## Provided text
****
I promised myself I wouldn’t blog about the weather since that seemed to be the topic everyone was talking about, so why did I need to put in my two cents? But it’s unavoidable.
It will hit at least 100 degrees on the East Coast today, turning Manhattan into a concrete oven. It was 84 degrees when I walked Millie at five o’clock this morning and just about as humid. Eighty-four! I saw two men who looked like they’d spent the night on the streets soaking each other down with a hose they apparently dragged from someone’s garden.
This is deadly heat, especially for the very young and the very old, and I was surprised to learn that heat, not storms or floods, is the biggest weather-related killer. Which might be why I see so many New Yorkers acting with the kind of consideration toward their fellow citizens you might think these conditions would preclude.
Aren’t people’s tempers supposed to rise with the thermometer? Instead, during this heat wave, I’ve noticed a kind of civic spirit take root, as if people sense these are very dangerous conditions, almost an emergency. Even the guys with the hose wanted to know if Millie and I needed to be cooled off (we declined).
I passed a corner market with a bin of water bottles out front and a hand-scrawled sign announcing the price: $0.00. And it wasn’t a mistake. I noticed cars being uncharacteristically patient with slow-moving pedestrians crossing the street. In fact I think gratuitous car horn usage is down about 50 percent.
And more and more businesses have put out big bowls of ice water for the neighborhood dogs. Just now over the PA system in the office building where Guideposts is situated came an announcement asking everyone to set their AC to 76 degrees in order to help avert a citywide power outage.
Isn’t it true that so often adversity brings us together to look after one another? And one of the greatest ways we care for ourselves is with prayer. I plan to say a few today for the people and animals who are suffering in this terrible heat, and for cooler weather to return. Quickly, I hope.
What I planned to write about was the space program and the end of the shuttle era. I found myself looking at the platinum half-moon above the city last night and thinking how cool it must be up there (p.m. temperatures of about 300 degrees below zero, in fact).
I could remember the summer night in 1969 when one step for a man made history. What an incredible accomplishment that single step was and yet what an infinitesimal one as well, given how incomprehensibly vast the universe is in terms of both time and space and how small our presence in it.
Yet that step was a leap of faith, science fiction becoming reality. I pray that in these difficult times we do not turn our backs on the universe. I believe God wants us to explore that vast vista of his creation. I think we were meant to.
But first, let’s get through this heat wave. Stay cool.
****
[Natural-language object grounding data]
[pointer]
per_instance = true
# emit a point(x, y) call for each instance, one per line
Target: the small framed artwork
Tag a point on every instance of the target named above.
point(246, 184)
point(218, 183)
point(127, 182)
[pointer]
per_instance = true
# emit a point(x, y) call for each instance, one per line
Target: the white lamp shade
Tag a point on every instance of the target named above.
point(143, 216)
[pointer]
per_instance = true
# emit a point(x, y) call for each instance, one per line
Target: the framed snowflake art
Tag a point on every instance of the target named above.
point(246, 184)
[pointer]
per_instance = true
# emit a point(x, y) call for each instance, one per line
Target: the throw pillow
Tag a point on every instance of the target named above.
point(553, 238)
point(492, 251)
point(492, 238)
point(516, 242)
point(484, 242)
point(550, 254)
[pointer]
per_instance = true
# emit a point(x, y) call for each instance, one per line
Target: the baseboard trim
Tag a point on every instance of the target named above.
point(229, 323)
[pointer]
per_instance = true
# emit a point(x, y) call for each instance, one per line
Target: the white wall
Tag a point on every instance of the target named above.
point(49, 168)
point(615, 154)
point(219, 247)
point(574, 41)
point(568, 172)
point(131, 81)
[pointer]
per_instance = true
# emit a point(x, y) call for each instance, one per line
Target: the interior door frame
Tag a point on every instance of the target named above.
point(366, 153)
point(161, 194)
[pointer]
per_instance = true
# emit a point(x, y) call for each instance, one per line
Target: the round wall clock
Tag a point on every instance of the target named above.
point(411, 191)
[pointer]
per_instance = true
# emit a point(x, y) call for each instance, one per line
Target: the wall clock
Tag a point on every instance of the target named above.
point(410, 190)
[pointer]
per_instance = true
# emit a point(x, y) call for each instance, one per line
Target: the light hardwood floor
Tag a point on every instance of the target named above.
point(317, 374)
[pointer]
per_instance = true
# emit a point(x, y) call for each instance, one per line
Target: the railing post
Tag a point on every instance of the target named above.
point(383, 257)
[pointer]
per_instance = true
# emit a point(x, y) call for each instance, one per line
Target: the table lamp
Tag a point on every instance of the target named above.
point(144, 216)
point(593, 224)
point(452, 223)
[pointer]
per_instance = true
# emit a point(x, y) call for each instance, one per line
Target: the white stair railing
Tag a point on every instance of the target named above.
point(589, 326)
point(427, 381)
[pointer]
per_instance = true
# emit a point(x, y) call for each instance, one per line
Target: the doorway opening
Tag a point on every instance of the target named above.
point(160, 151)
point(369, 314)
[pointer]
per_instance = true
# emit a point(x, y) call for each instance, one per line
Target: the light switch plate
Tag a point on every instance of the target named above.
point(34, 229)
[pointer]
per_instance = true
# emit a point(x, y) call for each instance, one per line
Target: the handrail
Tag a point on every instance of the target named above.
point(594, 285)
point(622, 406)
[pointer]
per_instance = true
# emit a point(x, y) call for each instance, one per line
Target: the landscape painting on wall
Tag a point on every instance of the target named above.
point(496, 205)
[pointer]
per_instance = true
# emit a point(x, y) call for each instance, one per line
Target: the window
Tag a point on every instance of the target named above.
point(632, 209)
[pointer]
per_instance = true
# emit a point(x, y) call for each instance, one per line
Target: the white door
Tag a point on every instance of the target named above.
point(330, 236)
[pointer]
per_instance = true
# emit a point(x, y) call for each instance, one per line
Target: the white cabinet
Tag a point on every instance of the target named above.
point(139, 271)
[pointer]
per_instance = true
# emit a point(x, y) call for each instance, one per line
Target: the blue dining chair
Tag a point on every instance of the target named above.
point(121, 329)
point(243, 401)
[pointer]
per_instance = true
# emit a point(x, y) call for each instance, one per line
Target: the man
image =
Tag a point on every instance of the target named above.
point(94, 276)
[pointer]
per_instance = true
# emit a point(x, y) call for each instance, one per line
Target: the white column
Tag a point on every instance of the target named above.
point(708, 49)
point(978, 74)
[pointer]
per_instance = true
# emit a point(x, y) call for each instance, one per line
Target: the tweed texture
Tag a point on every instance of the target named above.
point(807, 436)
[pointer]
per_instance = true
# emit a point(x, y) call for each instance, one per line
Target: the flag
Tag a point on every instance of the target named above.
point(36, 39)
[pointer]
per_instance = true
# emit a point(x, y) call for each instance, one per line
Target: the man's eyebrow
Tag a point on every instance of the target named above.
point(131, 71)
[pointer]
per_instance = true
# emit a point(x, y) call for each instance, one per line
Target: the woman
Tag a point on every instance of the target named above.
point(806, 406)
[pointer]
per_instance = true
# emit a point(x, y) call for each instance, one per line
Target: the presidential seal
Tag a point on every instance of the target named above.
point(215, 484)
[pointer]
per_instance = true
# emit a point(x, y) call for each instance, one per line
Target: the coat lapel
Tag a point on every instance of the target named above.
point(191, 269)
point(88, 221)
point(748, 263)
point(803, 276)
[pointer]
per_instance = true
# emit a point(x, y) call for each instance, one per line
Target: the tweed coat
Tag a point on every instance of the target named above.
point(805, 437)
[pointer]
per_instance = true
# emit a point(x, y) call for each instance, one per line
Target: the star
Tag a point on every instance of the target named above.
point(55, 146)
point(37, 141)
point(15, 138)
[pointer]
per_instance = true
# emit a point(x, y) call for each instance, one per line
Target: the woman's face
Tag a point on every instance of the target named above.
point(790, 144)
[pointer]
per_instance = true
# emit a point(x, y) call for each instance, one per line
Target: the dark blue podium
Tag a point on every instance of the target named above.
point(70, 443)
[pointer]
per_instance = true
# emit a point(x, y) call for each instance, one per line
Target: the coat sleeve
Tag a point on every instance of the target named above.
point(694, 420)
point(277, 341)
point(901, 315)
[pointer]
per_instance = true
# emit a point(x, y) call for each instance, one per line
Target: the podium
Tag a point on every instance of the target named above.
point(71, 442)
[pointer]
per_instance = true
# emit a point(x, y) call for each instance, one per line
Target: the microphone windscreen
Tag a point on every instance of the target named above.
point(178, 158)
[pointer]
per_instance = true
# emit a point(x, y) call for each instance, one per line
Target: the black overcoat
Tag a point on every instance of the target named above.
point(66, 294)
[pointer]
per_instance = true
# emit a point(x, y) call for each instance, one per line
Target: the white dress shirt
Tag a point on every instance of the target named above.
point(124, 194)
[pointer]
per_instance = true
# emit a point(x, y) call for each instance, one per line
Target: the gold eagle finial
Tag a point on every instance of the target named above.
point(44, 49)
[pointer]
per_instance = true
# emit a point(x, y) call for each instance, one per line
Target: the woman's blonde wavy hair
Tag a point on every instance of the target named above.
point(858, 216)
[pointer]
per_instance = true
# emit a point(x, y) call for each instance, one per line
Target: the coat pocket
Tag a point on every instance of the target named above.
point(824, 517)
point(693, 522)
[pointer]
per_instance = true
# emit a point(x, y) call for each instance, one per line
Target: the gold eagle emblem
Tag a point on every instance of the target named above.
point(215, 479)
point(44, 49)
****
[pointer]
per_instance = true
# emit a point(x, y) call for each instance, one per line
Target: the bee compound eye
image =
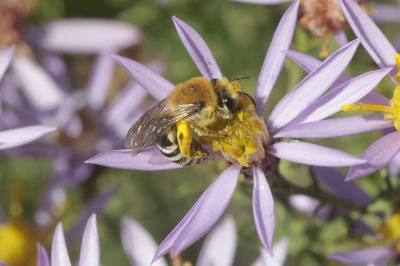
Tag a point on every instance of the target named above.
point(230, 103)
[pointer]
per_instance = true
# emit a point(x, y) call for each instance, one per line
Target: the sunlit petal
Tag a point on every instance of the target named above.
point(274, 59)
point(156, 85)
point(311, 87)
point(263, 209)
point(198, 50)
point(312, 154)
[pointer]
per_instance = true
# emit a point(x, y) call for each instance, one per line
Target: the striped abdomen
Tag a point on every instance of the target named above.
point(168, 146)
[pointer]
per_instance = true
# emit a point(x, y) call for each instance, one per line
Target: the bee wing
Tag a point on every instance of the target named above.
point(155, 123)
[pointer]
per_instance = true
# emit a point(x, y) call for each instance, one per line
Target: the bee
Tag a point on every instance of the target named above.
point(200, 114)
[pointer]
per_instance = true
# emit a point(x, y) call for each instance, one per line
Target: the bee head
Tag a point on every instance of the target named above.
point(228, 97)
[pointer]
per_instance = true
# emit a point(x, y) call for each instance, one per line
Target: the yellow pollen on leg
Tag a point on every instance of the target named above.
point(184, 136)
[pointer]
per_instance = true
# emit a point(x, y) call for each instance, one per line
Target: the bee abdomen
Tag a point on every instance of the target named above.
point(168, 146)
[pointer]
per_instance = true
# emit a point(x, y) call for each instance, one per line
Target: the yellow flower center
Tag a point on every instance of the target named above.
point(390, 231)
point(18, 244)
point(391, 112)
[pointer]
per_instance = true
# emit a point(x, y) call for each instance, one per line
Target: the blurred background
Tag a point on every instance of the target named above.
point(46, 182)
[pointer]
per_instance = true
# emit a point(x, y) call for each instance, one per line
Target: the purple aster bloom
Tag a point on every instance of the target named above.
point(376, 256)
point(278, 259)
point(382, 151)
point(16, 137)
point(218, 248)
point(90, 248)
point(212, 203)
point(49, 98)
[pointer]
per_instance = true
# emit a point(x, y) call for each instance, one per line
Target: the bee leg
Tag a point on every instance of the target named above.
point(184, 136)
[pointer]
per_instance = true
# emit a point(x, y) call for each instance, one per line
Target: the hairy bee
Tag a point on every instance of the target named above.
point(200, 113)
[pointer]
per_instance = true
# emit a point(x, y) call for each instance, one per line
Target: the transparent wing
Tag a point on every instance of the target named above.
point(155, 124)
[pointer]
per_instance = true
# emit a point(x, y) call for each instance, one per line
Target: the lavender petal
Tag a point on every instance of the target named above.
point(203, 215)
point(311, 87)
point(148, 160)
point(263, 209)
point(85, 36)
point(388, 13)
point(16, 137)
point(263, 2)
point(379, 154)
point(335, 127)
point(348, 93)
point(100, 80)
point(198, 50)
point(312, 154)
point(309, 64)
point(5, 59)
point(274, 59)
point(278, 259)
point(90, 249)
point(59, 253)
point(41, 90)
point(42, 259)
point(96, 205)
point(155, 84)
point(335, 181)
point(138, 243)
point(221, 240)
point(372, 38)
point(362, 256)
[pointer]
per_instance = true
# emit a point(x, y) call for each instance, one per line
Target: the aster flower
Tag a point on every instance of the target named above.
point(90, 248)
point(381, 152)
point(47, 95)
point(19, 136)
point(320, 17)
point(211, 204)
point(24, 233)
****
## Actions to take
1. Retype the heat wave post word for word, from "And more and" to "zero, in fact).".
2. In the heat wave post, what AC setting did the announcement in the Guideposts office building ask everyone to use?

## Responses by item number
1.
And more and more businesses have put out big bowls of ice water for the neighborhood dogs. Just now over the PA system in the office building where Guideposts is situated came an announcement asking everyone to set their AC to 76 degrees in order to help avert a citywide power outage.
Isn’t it true that so often adversity brings us together to look after one another? And one of the greatest ways we care for ourselves is with prayer. I plan to say a few today for the people and animals who are suffering in this terrible heat, and for cooler weather to return. Quickly, I hope.
What I planned to write about was the space program and the end of the shuttle era. I found myself looking at the platinum half-moon above the city last night and thinking how cool it must be up there (p.m. temperatures of about 300 degrees below zero, in fact).

2. 76 degrees.